[[ Text provided, beginning ]]

There have been some changes to Income Protection insurance policies over the last 24 months… here are the highlights.

From 31 March 2020

Agreed Value income protection policies are no longer available.

From 1 October 2021

Insurers will have rules in place to make sure that benefits do not exceed 90% of a policy holders earnings for the first 6 months of the claim, and then do not exceed 70% of earnings after that.

Insurers will also halt offering guaranteed renewable policies and follow stricter disability definitions for longer benefit periods.

Why are the changes happening?

The Australian Prudential Regulation Authority (APRA) want insurers to improve their profitability and sustainability in regard to income protection products. This is due to the heavy and ongoing losses experienced over the past five years, totaling an amount of

$3.4 billion. These changes are being made in order to manage the financial risk associated with the product.

Income Protection Changes Explained

  • End of Agreed Value policies.

    These policies locked in a person’s monthly insurance benefit at the time of the application, these policies are no longer available as at the 31 March 2020.

    The alternative is an Indemnity Income Protection Policy, which calculates benefits on annual earnings at the point of claim.

  • Benefits will be based on the past 12 months of annual earnings.

    A Policyholders monthly benefit payment will be calculated on what they earned during the 12 consecutive months before they became sick or injured. This change may impact self employed people who do not have a set secured salary. There is a possible exception that may be made available for some policyholders with fluctuating income. If this change occurs, they will have their income assessed based on the average annual earnings of a period of time that is appropriate for their specific occupation.

  • Income Protection contracts can’t exceed 5 years.

[[ Text provided, end ]]
[[ Supplied information, beginning ]]

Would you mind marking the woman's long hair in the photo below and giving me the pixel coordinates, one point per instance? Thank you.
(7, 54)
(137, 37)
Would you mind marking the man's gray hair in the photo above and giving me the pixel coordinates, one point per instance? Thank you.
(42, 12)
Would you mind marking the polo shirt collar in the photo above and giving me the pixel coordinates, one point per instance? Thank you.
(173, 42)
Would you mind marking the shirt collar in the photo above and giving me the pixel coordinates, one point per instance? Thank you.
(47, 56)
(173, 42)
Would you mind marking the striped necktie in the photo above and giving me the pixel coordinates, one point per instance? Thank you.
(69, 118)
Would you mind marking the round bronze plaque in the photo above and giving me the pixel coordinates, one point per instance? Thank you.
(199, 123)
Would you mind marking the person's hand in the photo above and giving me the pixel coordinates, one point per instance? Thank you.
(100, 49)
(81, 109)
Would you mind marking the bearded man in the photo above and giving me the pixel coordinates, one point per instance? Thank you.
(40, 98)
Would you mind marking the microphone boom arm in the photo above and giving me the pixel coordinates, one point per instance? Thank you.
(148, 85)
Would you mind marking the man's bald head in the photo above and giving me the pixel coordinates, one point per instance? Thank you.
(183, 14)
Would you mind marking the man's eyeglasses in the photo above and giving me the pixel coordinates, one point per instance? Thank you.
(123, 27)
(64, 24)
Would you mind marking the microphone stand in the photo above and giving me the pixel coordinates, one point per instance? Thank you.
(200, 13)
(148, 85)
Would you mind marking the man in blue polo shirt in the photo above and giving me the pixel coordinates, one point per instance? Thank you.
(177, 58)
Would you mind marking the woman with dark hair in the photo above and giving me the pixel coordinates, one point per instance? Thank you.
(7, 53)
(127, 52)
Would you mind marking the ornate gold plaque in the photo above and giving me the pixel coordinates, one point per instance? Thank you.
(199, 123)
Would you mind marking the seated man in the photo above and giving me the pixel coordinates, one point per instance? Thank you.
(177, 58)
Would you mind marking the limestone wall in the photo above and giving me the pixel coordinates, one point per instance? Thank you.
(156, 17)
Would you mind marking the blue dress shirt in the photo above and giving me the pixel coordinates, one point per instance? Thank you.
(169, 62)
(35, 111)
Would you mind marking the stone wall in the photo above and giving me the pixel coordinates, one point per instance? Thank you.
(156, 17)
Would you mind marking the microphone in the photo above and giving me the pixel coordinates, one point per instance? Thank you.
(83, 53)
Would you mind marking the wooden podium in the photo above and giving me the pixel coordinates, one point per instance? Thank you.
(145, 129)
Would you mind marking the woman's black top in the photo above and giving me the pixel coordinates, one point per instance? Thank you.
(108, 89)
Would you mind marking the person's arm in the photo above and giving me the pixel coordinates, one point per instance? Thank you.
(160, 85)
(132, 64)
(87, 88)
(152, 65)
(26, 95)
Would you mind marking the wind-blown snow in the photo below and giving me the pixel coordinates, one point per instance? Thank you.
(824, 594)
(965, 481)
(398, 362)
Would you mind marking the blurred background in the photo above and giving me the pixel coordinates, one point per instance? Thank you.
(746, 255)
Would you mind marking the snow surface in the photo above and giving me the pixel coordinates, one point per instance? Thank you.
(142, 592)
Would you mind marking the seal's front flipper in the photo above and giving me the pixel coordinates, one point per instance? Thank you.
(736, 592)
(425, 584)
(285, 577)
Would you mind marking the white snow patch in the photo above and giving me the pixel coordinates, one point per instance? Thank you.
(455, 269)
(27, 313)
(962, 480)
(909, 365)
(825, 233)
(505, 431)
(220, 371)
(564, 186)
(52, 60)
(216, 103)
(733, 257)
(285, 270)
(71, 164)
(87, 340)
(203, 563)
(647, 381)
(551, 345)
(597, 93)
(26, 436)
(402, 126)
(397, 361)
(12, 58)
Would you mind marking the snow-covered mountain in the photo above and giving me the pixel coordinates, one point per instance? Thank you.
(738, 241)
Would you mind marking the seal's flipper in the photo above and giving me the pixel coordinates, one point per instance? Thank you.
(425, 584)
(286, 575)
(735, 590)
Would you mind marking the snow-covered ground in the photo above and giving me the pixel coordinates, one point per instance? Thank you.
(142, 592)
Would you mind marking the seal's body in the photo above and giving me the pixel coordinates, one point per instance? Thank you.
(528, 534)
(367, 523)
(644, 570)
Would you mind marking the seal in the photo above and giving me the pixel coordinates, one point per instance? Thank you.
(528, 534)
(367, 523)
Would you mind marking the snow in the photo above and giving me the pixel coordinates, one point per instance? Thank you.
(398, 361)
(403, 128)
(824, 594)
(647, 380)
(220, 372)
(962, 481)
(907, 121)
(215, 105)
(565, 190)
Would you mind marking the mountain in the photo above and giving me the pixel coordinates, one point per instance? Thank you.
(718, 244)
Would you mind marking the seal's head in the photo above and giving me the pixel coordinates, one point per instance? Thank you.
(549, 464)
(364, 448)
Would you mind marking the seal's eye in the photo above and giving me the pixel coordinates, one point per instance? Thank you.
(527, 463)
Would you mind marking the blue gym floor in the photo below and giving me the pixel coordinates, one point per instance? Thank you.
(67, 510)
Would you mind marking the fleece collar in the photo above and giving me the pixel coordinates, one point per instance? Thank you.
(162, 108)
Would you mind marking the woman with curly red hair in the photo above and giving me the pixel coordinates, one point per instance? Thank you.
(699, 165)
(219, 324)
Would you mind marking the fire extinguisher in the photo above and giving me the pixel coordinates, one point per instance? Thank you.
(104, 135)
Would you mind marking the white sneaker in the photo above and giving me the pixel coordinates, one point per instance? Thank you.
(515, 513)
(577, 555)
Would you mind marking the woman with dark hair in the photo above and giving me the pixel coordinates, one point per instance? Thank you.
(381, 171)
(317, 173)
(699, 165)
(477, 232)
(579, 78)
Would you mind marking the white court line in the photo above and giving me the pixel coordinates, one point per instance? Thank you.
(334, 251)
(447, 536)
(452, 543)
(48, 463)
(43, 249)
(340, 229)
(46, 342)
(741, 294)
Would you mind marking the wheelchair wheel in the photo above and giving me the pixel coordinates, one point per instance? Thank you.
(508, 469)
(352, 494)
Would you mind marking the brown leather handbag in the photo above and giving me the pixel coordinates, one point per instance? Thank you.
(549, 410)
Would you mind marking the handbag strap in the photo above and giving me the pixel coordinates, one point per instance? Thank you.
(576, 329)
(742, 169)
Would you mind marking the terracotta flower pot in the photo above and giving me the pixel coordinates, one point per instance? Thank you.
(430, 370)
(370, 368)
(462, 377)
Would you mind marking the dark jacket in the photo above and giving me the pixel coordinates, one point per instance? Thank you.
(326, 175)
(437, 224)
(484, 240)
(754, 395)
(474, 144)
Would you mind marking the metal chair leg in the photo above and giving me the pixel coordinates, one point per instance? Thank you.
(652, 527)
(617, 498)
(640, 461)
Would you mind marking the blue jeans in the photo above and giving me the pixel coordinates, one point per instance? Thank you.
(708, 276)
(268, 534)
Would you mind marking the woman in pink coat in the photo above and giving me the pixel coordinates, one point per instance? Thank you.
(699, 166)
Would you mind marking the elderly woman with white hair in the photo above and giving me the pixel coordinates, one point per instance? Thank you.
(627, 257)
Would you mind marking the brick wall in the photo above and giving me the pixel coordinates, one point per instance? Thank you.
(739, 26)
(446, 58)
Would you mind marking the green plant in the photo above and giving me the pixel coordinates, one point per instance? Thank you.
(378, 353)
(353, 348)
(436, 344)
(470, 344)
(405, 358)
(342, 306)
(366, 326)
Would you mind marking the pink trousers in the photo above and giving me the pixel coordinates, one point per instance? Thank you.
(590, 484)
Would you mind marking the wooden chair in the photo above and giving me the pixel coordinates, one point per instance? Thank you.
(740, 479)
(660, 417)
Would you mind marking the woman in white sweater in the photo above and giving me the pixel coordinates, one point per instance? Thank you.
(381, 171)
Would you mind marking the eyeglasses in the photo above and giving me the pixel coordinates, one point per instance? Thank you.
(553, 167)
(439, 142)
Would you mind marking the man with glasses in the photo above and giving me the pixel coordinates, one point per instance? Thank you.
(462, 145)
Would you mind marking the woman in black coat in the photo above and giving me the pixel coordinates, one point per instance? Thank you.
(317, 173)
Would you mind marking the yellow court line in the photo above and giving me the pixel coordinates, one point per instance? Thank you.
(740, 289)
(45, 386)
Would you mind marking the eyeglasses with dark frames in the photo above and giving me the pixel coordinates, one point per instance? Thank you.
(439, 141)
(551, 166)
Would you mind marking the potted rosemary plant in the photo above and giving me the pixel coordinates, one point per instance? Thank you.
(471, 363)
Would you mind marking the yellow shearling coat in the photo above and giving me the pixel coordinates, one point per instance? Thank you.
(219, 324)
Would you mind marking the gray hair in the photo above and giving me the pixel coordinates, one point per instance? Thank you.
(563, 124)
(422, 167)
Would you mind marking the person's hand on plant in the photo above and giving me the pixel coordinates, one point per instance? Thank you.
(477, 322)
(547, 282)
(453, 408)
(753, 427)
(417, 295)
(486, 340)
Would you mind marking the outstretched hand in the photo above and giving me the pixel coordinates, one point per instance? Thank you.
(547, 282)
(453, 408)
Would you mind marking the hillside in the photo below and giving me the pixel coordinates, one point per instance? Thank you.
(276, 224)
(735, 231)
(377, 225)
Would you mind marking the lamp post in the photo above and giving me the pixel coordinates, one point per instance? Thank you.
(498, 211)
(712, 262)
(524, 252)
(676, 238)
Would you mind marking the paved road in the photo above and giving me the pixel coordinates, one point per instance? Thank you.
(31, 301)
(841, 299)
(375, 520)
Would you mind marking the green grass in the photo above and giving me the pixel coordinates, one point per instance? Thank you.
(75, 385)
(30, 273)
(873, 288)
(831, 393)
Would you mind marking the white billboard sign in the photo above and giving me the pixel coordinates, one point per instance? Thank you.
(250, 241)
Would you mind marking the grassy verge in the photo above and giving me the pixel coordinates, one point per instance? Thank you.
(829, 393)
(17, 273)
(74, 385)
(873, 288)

[[ Supplied information, end ]]

§ **Your tasks**:
- 1) Answer these questions using the income protection article:
(a) From what date are Agreed Value income protection policies no longer available?
(b) What total amount of losses over the past five years does the article give?
(c) How many consecutive months of earnings will a policyholder's monthly benefit be calculated on?
- 2) Reproduce the income protection article word for word, from "There have been" up to and including "no longer available.".
- 3) Resume the income protection article from the point where it stops.
The items were drawn from a different source than the income protection article.

§ **Per-task answers**:
- 1)
(a) 31 March 2020
(b) $3.4 billion
(c) 12

- 2)
There have been some changes to Income Protection insurance policies over the last 24 months… here are the highlights.

From 31 March 2020

Agreed Value income protection policies are no longer available.

- 3)
    Any yearly guaranteed renewable contracts will be replaced with contracts that are cannot be guaranteed renewable for greater than five years. It is proposed that the policyholder can elect to renew their contract for further periods (not exceeding 5 years) without having to undergo any medical review, the renewal will be subject to analysis of any changes in occupation and financial circumstances.

  • Limit on Income Protection payments for the first 6 months.

    Insurers must make sure that the benefit does not exceed 90% of the policyholder’s earnings at claim time for the first 6 months. After the 6-month period, the maximum income protection benefit will be limited to 70% of the policyholder’s earnings at claim time – up to $30,000 per month.

Reducing the risk of longer benefit periods

Insurers will have controls in place to reduce the risk of long-term benefit periods. This will effectively mean there will be stricter disability definition as well as internal benchmarks for new income protection products with long benefit periods.

Life Insurance companies to provide quality data

Australian Prudential Regulatory Authority (APRA) expect that life insurance companies will provide up to date data swiftly, so that results of customer experience can be released every 18 months.